### ABOUT THIS EXERCISE:
From the first line to the last, repeat the data exactly and drop the pictures.

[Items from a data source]
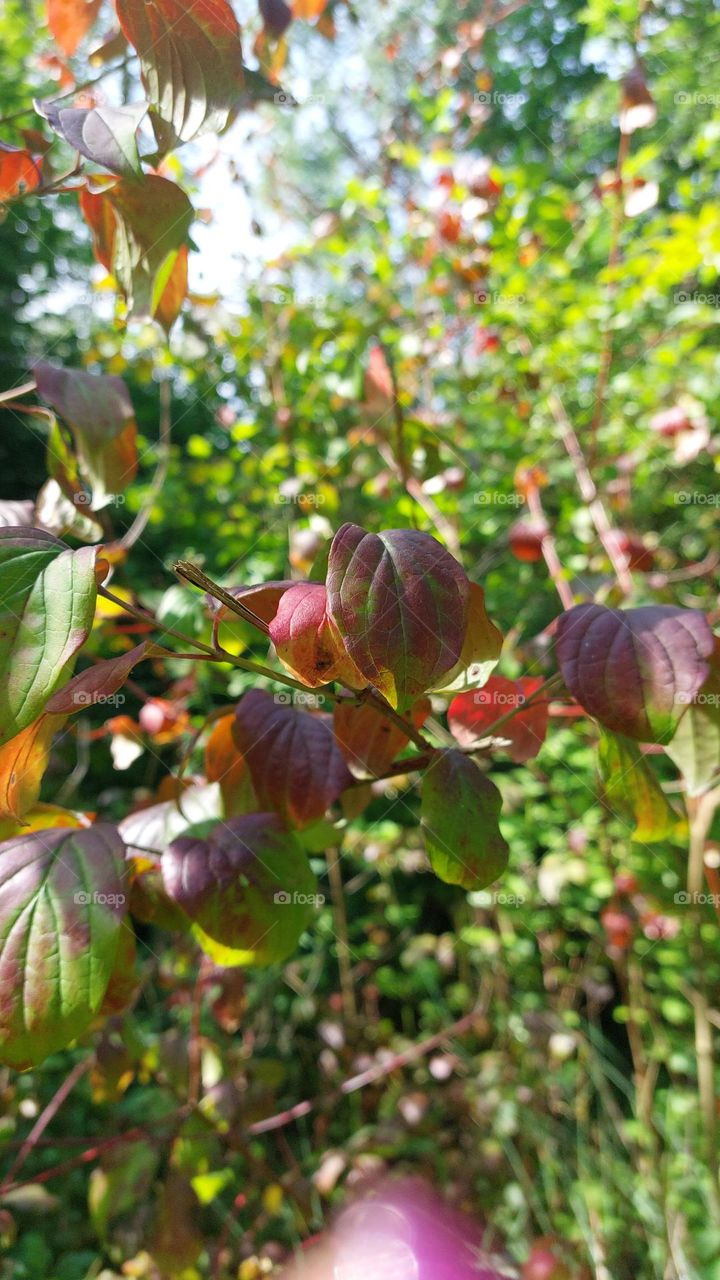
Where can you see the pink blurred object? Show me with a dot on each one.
(405, 1233)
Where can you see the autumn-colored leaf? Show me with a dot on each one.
(470, 716)
(63, 897)
(296, 767)
(246, 886)
(276, 17)
(96, 684)
(634, 670)
(308, 9)
(481, 648)
(226, 766)
(306, 643)
(69, 22)
(140, 232)
(46, 606)
(19, 172)
(632, 790)
(400, 604)
(22, 764)
(191, 59)
(370, 741)
(460, 810)
(695, 746)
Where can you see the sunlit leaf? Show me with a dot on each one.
(191, 59)
(98, 684)
(46, 607)
(470, 716)
(695, 746)
(296, 767)
(226, 766)
(19, 172)
(632, 789)
(98, 410)
(368, 739)
(634, 670)
(306, 643)
(481, 648)
(246, 887)
(62, 906)
(400, 604)
(140, 233)
(105, 135)
(22, 764)
(460, 810)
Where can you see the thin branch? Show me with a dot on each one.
(369, 1077)
(44, 1119)
(589, 494)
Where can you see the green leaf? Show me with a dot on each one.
(46, 607)
(632, 789)
(245, 885)
(460, 812)
(62, 908)
(191, 59)
(105, 135)
(695, 746)
(400, 604)
(99, 411)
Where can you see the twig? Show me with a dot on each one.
(139, 525)
(589, 494)
(340, 915)
(44, 1120)
(373, 1073)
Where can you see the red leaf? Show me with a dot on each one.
(400, 603)
(305, 641)
(19, 172)
(634, 670)
(470, 714)
(246, 887)
(226, 766)
(296, 767)
(460, 810)
(98, 684)
(69, 21)
(368, 740)
(191, 59)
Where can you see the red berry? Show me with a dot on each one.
(525, 539)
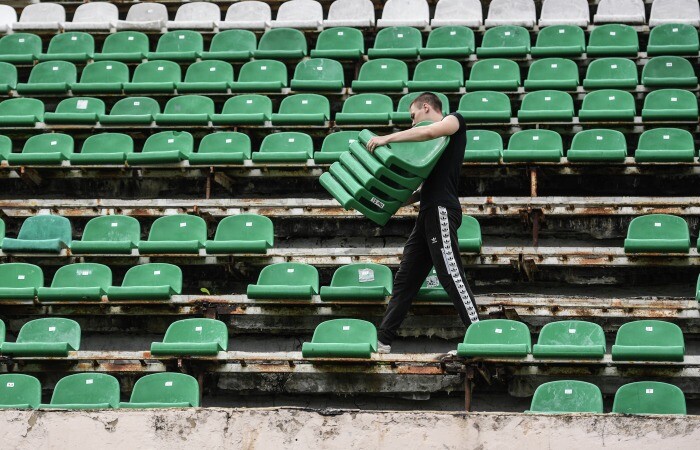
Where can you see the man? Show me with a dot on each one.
(433, 241)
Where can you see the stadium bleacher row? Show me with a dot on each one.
(614, 78)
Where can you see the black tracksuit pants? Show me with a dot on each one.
(433, 242)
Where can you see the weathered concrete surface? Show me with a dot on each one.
(292, 428)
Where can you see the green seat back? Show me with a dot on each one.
(209, 72)
(567, 396)
(649, 397)
(245, 227)
(188, 104)
(180, 41)
(53, 72)
(306, 104)
(178, 227)
(20, 275)
(165, 141)
(83, 275)
(87, 389)
(19, 391)
(263, 70)
(673, 39)
(50, 329)
(363, 275)
(288, 142)
(154, 274)
(166, 388)
(114, 228)
(72, 42)
(157, 72)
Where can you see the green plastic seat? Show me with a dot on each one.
(303, 109)
(42, 234)
(75, 111)
(485, 106)
(570, 339)
(207, 76)
(21, 112)
(340, 43)
(318, 74)
(598, 145)
(449, 42)
(18, 391)
(85, 391)
(649, 397)
(483, 145)
(534, 145)
(104, 148)
(20, 48)
(494, 74)
(670, 105)
(231, 46)
(496, 337)
(226, 147)
(131, 111)
(607, 105)
(50, 336)
(665, 145)
(154, 77)
(102, 77)
(124, 46)
(263, 75)
(190, 337)
(381, 75)
(552, 73)
(613, 39)
(671, 39)
(334, 145)
(179, 233)
(285, 280)
(73, 46)
(164, 390)
(180, 45)
(649, 340)
(559, 40)
(566, 397)
(657, 233)
(546, 106)
(242, 233)
(366, 109)
(402, 114)
(78, 282)
(164, 148)
(287, 146)
(154, 281)
(113, 234)
(8, 78)
(442, 75)
(50, 77)
(186, 110)
(669, 71)
(359, 282)
(396, 42)
(504, 41)
(281, 43)
(469, 235)
(342, 338)
(611, 73)
(19, 281)
(43, 149)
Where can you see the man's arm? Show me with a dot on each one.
(446, 127)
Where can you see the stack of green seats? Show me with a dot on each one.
(378, 184)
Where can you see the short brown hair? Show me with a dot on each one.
(429, 98)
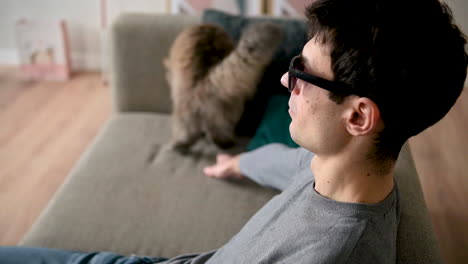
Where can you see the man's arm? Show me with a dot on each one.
(272, 165)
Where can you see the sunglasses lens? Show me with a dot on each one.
(292, 82)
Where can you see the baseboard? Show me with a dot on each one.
(79, 61)
(86, 61)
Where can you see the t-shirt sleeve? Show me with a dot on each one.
(273, 165)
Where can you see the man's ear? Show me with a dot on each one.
(362, 117)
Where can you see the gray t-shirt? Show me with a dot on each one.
(301, 226)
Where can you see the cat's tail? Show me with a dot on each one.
(238, 75)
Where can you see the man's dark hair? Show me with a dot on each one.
(408, 56)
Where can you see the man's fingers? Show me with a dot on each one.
(213, 171)
(222, 157)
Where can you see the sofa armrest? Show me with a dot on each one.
(139, 43)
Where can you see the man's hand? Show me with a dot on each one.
(226, 167)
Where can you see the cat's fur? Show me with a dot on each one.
(211, 80)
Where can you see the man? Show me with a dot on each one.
(373, 74)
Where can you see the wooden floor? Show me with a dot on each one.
(46, 126)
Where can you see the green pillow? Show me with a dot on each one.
(274, 126)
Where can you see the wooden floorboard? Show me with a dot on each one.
(46, 126)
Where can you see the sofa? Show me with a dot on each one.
(131, 194)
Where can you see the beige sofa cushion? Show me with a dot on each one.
(129, 195)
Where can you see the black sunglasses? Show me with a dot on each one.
(296, 71)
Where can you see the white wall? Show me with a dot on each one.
(83, 20)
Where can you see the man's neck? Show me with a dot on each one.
(351, 179)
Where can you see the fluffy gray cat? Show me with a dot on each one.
(211, 80)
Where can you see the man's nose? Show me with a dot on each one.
(284, 79)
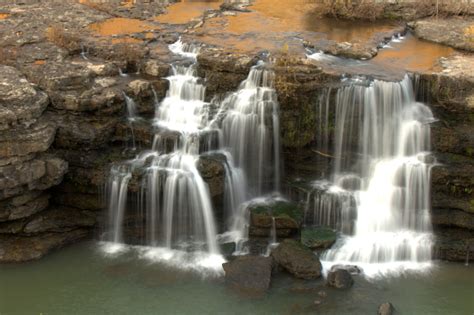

### SOLUTION TO THIS TASK:
Where can you see the pink blurred object? Show me with a dot on each one.
(405, 1233)
Where can you see the autumn-colored leaf? Show me with a dot on each one.
(470, 716)
(63, 897)
(296, 767)
(246, 886)
(276, 17)
(96, 684)
(634, 670)
(308, 9)
(481, 648)
(226, 766)
(306, 643)
(69, 22)
(140, 232)
(46, 606)
(19, 172)
(632, 790)
(400, 604)
(22, 764)
(191, 59)
(370, 741)
(460, 810)
(695, 746)
Where can you see the sunlit leaf? Show me with a dot on each one.
(191, 59)
(98, 684)
(46, 607)
(470, 716)
(695, 746)
(296, 767)
(226, 766)
(19, 172)
(632, 789)
(98, 410)
(368, 739)
(634, 670)
(306, 643)
(481, 648)
(246, 887)
(62, 906)
(400, 604)
(140, 233)
(105, 135)
(22, 764)
(460, 810)
Where can you see the thin branch? Show me with a dot on each one.
(369, 1077)
(44, 1119)
(589, 494)
Where can you see the green leaf? Show me with a dot on each one.
(46, 607)
(632, 789)
(245, 885)
(460, 812)
(62, 908)
(191, 59)
(105, 135)
(695, 746)
(400, 604)
(99, 411)
Where can you see the twig? Show me with a dot on each one.
(139, 525)
(589, 494)
(340, 915)
(44, 1120)
(373, 1073)
Where can you see the red leaf? Show me with a dot on each one.
(400, 603)
(305, 641)
(19, 172)
(634, 670)
(470, 714)
(246, 887)
(226, 766)
(296, 767)
(460, 810)
(98, 684)
(69, 21)
(368, 740)
(191, 59)
Where can you see the red berry? Show me with a dot on each one.
(525, 539)
Where can you see the man? Show me with a dot on each one.
(433, 241)
Where can you see the stadium bleacher row? Show me with a dot on each one.
(614, 78)
Where can you see the black tracksuit pants? Show me with a dot on each one.
(433, 242)
Where can you see the weathered concrete surface? Show me with a dot on each one.
(292, 428)
Where can you see the green seat back? Show me with a dot on each one.
(209, 72)
(567, 396)
(649, 397)
(245, 227)
(188, 104)
(180, 41)
(53, 72)
(306, 104)
(178, 227)
(20, 275)
(165, 141)
(83, 275)
(87, 389)
(19, 391)
(263, 70)
(673, 39)
(50, 329)
(363, 275)
(288, 142)
(154, 274)
(166, 388)
(114, 228)
(72, 42)
(157, 72)
Where can you see the green plastic seat? Show me with a dot on each one.
(303, 109)
(42, 234)
(75, 111)
(485, 106)
(570, 339)
(207, 76)
(21, 112)
(340, 43)
(318, 74)
(598, 145)
(449, 42)
(18, 391)
(85, 391)
(649, 397)
(483, 145)
(534, 145)
(104, 148)
(20, 48)
(494, 74)
(670, 105)
(231, 46)
(496, 337)
(226, 147)
(131, 111)
(607, 105)
(50, 336)
(665, 145)
(154, 77)
(102, 77)
(124, 46)
(263, 75)
(190, 337)
(381, 75)
(552, 73)
(613, 39)
(671, 39)
(334, 145)
(179, 233)
(285, 280)
(73, 46)
(164, 390)
(180, 45)
(649, 340)
(559, 40)
(566, 397)
(657, 233)
(546, 106)
(242, 233)
(366, 109)
(402, 114)
(78, 282)
(164, 148)
(287, 146)
(154, 281)
(113, 234)
(8, 78)
(442, 75)
(50, 77)
(186, 110)
(669, 71)
(359, 282)
(396, 42)
(504, 41)
(281, 43)
(469, 235)
(342, 338)
(611, 73)
(19, 281)
(43, 149)
Where can you see the man's arm? Show me with a dot on each one.
(446, 127)
Where can you see the stack of green seats? Show me with a dot on each one.
(378, 184)
Where can you see the short brown hair? Show me with a dot on each one.
(429, 98)
Where can you see the man's arm? Show me with a dot on each one.
(272, 165)
Where can you see the sunglasses lens? Show me with a dot on each one.
(292, 82)
Where can you see the baseboard? Show me with a dot on each one.
(79, 61)
(86, 61)
Where can you see the t-shirt sleeve? Show me with a dot on each one.
(273, 165)
Where can you see the man's ear? Show me with a dot on each one.
(362, 117)
Where can you see the gray t-shirt? Show me with a dot on each one.
(301, 226)
Where can you see the cat's tail? Show me with a dot on each one.
(238, 75)
Where can you see the man's dark hair? Show me with a dot on each one.
(408, 56)
Where can you see the man's fingers? Show me with a dot on each one.
(213, 171)
(222, 157)
Where can you see the sofa armrest? Show me with a dot on each one.
(139, 43)
Where can you see the man's hand? Show me with a dot on each one.
(226, 167)
Where can you see the cat's fur? Show me with a dot on each one.
(211, 80)
Where can you see the man? Show me with a dot on each one.
(373, 74)
Where can you see the wooden floor? Show me with a dot on each one.
(46, 126)
Where can you see the green pillow? Show me with a dot on each one.
(274, 126)
Where can you see the wooden floorboard? Show me with a dot on each one.
(46, 126)
Where can you see the sofa? Show me with a dot on each one.
(131, 194)
Where can you see the beige sofa cushion? Show me with a dot on each one.
(129, 195)
Where can you see the black sunglasses? Show me with a dot on each one.
(296, 71)
Where can you see the white wall? Show me with a dot on each one.
(83, 20)
Where can you see the man's neck? Show me with a dot on each one.
(351, 179)
Where can you see the fluffy gray cat? Show me with a dot on each one.
(211, 80)
Where can you see the man's nose? Show me with a dot on each one.
(284, 79)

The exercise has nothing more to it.